| EXCERPT TO READ |
----

All that you are asking for heavily depends on the company itself.
If the company has a good pipeline of projects in different stages of development and is backed by a large investor, you will receive pretty interesting experience and a fast learning curve working with different kinds of technologies (onshore/offshore, solar, power-to-x). Conversely, a small company won't give you such a wide range of expertise, and you will only be an expert in one technology.
Referring to my experience, I worked for a CEE-based company (with a 1.5+ GW portfolio), and my salary was four times the country's average. I worked 50+ hours per week and had a fast career progression thanks to a lot of projects. Additionally, I was involved in M&A projects.
As someone who has worked in project finance at developers and banks, I would highly encourage you to pursue the role if you are interested in renewable energy financing and investing. Working at a developer allows you to see at a much more granular level how renewable projects get developed and built. Project finance folks are typically involved at a pretty early stage in a project's development to provide guidance and support to the development team. If you are going to a utility scale developer, you will likely learn about permitting, interconnection, real estate, energy markets, and offtake contracts. You will also spend quite a bit of time modeling renewable projects, so will get plenty of excel experience. Once a project is ready to be built, you will likely be a key member of the team raising capital from banks and investors to finance the projects, which will entail building financial models, creating marketing materials, managing due diligence, and closing transactions. Hours will vary depending on if you are in the middle of closing a deal or not. If not, hours are probably 40-50 a week. If you are closing a deal, it could be up to 60-70. There is less of an expectation to work on weekends at a developer vs. a bank.

----

| SUPPLIED RECORDS |
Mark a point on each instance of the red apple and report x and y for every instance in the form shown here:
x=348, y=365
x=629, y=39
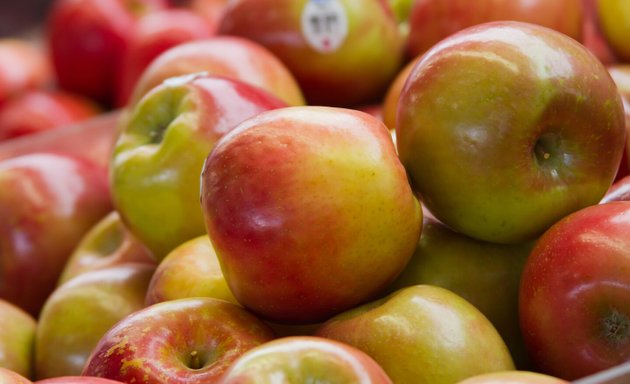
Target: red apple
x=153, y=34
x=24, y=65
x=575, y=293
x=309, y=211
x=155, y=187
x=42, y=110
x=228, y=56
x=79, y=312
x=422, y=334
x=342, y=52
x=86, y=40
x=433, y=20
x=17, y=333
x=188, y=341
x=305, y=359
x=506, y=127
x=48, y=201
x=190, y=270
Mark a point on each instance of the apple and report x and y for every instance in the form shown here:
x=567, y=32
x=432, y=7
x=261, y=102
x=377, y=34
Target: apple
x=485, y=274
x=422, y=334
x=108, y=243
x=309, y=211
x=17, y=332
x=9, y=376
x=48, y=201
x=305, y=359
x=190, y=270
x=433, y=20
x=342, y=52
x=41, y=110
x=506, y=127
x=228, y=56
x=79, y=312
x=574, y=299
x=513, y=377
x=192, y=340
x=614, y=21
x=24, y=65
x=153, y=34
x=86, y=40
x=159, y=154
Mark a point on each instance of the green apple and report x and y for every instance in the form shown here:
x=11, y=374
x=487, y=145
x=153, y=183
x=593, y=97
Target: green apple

----

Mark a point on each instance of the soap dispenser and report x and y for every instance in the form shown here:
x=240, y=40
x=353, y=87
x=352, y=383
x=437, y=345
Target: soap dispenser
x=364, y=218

----

| PROBLEMS TO SOLVE |
**a)** Reproduce the passage from the renewable energy career post, from "All that you" up to and including "in M&A projects.".
**b)** Name every topic that the renewable energy career post says you will likely learn about at a utility scale developer.

| EXPECTED RESULTS |
**a)**
All that you are asking for heavily depends on the company itself.
If the company has a good pipeline of projects in different stages of development and is backed by a large investor, you will receive pretty interesting experience and a fast learning curve working with different kinds of technologies (onshore/offshore, solar, power-to-x). Conversely, a small company won't give you such a wide range of expertise, and you will only be an expert in one technology.
Referring to my experience, I worked for a CEE-based company (with a 1.5+ GW portfolio), and my salary was four times the country's average. I worked 50+ hours per week and had a fast career progression thanks to a lot of projects. Additionally, I was involved in M&A projects.

**b)**
- Permitting
- Interconnection
- Real estate
- Energy markets
- Offtake contracts